— WHAT THIS TASK INVOLVES —
Give every line of the entries below as a Markdown table with a "Row" column numbering each line and an "Entry line" column holding its text. Skip any blank lines.

— RECORDS FOR THIS EXERCISE —
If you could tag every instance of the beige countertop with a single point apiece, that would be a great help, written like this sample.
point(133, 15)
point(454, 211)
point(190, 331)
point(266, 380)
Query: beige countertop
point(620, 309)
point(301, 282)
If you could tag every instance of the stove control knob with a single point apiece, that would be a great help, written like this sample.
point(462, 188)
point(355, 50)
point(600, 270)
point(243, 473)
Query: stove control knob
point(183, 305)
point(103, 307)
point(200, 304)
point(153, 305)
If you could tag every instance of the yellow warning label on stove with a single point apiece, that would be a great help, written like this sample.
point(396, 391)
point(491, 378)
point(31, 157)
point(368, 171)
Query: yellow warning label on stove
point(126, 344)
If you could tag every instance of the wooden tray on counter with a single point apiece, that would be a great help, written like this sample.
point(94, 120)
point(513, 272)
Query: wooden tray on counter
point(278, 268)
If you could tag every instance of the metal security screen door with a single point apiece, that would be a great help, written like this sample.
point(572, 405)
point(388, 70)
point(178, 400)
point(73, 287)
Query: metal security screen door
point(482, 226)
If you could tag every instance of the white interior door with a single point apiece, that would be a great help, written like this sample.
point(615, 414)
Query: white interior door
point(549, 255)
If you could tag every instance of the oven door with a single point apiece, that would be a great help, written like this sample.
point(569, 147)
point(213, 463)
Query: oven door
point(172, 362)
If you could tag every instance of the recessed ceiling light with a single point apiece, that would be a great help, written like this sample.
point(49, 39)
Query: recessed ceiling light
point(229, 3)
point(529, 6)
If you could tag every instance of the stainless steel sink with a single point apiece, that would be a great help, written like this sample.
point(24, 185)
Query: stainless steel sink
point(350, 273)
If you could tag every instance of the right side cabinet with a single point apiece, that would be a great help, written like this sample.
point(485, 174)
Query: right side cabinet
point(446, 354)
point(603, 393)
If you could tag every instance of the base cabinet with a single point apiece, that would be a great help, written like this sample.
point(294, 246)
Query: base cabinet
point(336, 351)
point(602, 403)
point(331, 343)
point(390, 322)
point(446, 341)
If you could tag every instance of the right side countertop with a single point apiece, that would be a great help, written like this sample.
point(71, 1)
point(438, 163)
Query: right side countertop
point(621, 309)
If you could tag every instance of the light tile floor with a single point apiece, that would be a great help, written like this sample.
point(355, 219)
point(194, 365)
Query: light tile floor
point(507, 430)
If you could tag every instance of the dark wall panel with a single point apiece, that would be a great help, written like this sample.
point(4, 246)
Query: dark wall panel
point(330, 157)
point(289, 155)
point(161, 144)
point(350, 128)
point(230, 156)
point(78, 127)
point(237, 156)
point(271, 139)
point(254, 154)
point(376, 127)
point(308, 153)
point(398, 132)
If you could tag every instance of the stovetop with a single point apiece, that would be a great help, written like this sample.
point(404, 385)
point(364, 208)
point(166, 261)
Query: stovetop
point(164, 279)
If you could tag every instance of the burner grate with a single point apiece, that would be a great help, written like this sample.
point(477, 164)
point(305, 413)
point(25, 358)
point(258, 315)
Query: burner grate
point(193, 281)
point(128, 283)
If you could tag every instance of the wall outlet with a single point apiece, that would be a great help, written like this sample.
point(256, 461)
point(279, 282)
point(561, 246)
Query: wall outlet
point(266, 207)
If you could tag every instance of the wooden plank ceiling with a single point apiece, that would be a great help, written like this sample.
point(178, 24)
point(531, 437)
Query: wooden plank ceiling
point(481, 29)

— RESPONSE BELOW —
| Row | Entry line |
|---|---|
| 1 | If you could tag every instance of the beige countertop with a single point apiece, that would be a great help, written like this sample. |
| 2 | point(133, 15) |
| 3 | point(454, 211) |
| 4 | point(190, 331) |
| 5 | point(266, 380) |
| 6 | Query: beige countertop |
| 7 | point(620, 309) |
| 8 | point(301, 282) |
| 9 | If you could tag every instance of the stove control knob with a single point apiece, that would be a great help, written like this sample. |
| 10 | point(462, 188) |
| 11 | point(355, 50) |
| 12 | point(600, 270) |
| 13 | point(243, 473) |
| 14 | Query: stove control knob |
| 15 | point(183, 305) |
| 16 | point(103, 307) |
| 17 | point(200, 304) |
| 18 | point(153, 305) |
| 19 | If you could tag every instance of the yellow warning label on stove with a single point apiece, that would be a great help, written like this sample. |
| 20 | point(396, 391) |
| 21 | point(491, 378) |
| 22 | point(31, 157) |
| 23 | point(368, 171) |
| 24 | Query: yellow warning label on stove |
| 25 | point(126, 344) |
| 26 | If you could tag every instance of the wooden tray on counter with a single point apiece, that would be a great help, written like this sample. |
| 27 | point(94, 120) |
| 28 | point(513, 272) |
| 29 | Query: wooden tray on counter |
| 30 | point(278, 268) |
| 31 | If you could tag every instance of the metal security screen door with a single point apiece, that would be a great help, written like this sample. |
| 32 | point(572, 405) |
| 33 | point(388, 70) |
| 34 | point(178, 400) |
| 35 | point(73, 287) |
| 36 | Query: metal security screen door |
| 37 | point(482, 226) |
| 38 | If you could tag every instance of the white interior door with a single point apiece, that would be a great help, written like this sample. |
| 39 | point(615, 414) |
| 40 | Query: white interior door |
| 41 | point(549, 255) |
| 42 | If you could tag every instance of the oven door with a single point apiece, that would be a great help, written like this sample. |
| 43 | point(569, 147) |
| 44 | point(213, 463) |
| 45 | Query: oven door |
| 46 | point(172, 362) |
| 47 | If you could tag every instance of the recessed ceiling light with a single point apiece, that would be a great help, written like this sample. |
| 48 | point(49, 39) |
| 49 | Query: recessed ceiling light |
| 50 | point(229, 3) |
| 51 | point(529, 6) |
| 52 | If you could tag every instance of the stainless steel sink with a single point apiece, that would be a great help, written like this sample. |
| 53 | point(24, 185) |
| 54 | Query: stainless steel sink |
| 55 | point(350, 273) |
| 56 | If you could tag every instance of the right side cabinet with a single point apiece, that would be a great help, written like this sample. |
| 57 | point(485, 174) |
| 58 | Query: right side cabinet |
| 59 | point(446, 354) |
| 60 | point(603, 393) |
| 61 | If you could tag every instance of the base cabinet with a single point apiece, that would be a great help, written like this sample. |
| 62 | point(294, 246) |
| 63 | Query: base cabinet |
| 64 | point(336, 351) |
| 65 | point(602, 403) |
| 66 | point(331, 343) |
| 67 | point(390, 322) |
| 68 | point(446, 341) |
| 69 | If you could tag every instance of the right side countertop with a single point apiece, that would be a great help, written like this sample. |
| 70 | point(71, 1) |
| 71 | point(438, 163) |
| 72 | Query: right side countertop |
| 73 | point(621, 309) |
| 74 | If you could tag every instance of the light tile floor with a single point apiece, that would be a great help, written like this sample. |
| 75 | point(355, 219) |
| 76 | point(194, 365) |
| 77 | Query: light tile floor |
| 78 | point(507, 430) |
| 79 | If you could tag every instance of the dark wall panel with a single point apiece, that would be a great help, written like this sample. |
| 80 | point(4, 246) |
| 81 | Query: dark wall panel |
| 82 | point(330, 157) |
| 83 | point(289, 155) |
| 84 | point(161, 144) |
| 85 | point(350, 128) |
| 86 | point(230, 156) |
| 87 | point(78, 127) |
| 88 | point(237, 156) |
| 89 | point(271, 139) |
| 90 | point(254, 154) |
| 91 | point(376, 127) |
| 92 | point(308, 153) |
| 93 | point(398, 132) |
| 94 | If you could tag every instance of the stovetop with a single point apiece, that would be a great help, written like this sample. |
| 95 | point(404, 385) |
| 96 | point(364, 208) |
| 97 | point(166, 261) |
| 98 | Query: stovetop |
| 99 | point(164, 279) |
| 100 | If you could tag every instance of the burner grate with a single point apiece, that would be a great help, written like this sample. |
| 101 | point(477, 164) |
| 102 | point(305, 413) |
| 103 | point(25, 358) |
| 104 | point(258, 315) |
| 105 | Query: burner grate |
| 106 | point(193, 281) |
| 107 | point(128, 283) |
| 108 | If you could tag every instance of the wall outlet with a single point apiece, that would be a great help, written like this sample. |
| 109 | point(256, 461) |
| 110 | point(279, 282) |
| 111 | point(561, 246) |
| 112 | Query: wall outlet |
| 113 | point(266, 207) |
| 114 | If you could tag every instance of the wooden plank ceiling with a single point apiece, that would be a great help, written like this sample. |
| 115 | point(178, 24) |
| 116 | point(531, 437) |
| 117 | Query: wooden plank ceiling |
| 118 | point(481, 29) |